About this exercise
Nothing but the lines from the one containing "like [(86, 263)]." through the last line of the entries should appear in the output, each verbatim.

Extracted information
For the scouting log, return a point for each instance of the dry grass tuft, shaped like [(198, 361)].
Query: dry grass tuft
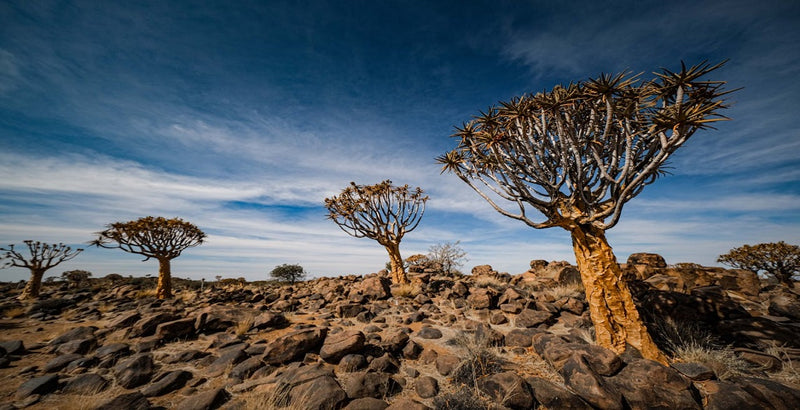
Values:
[(688, 342), (788, 373)]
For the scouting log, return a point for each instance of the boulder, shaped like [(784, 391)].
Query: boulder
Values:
[(341, 344), (135, 371), (507, 389), (366, 403), (37, 385), (60, 362), (127, 401), (375, 288), (553, 396), (176, 329), (208, 400), (426, 387), (370, 384), (531, 318), (269, 320), (174, 380), (294, 345), (86, 384), (652, 260), (146, 326), (646, 384), (228, 357)]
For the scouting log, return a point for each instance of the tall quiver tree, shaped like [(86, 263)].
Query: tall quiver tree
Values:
[(153, 237), (577, 154), (42, 257), (382, 212)]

Answer to the exercise
For the scouting log, return a point for each instance of the tall quiver tree, shaped like [(86, 263)].
Query: tall quiver tree
Values:
[(153, 237), (577, 154), (42, 257), (382, 212)]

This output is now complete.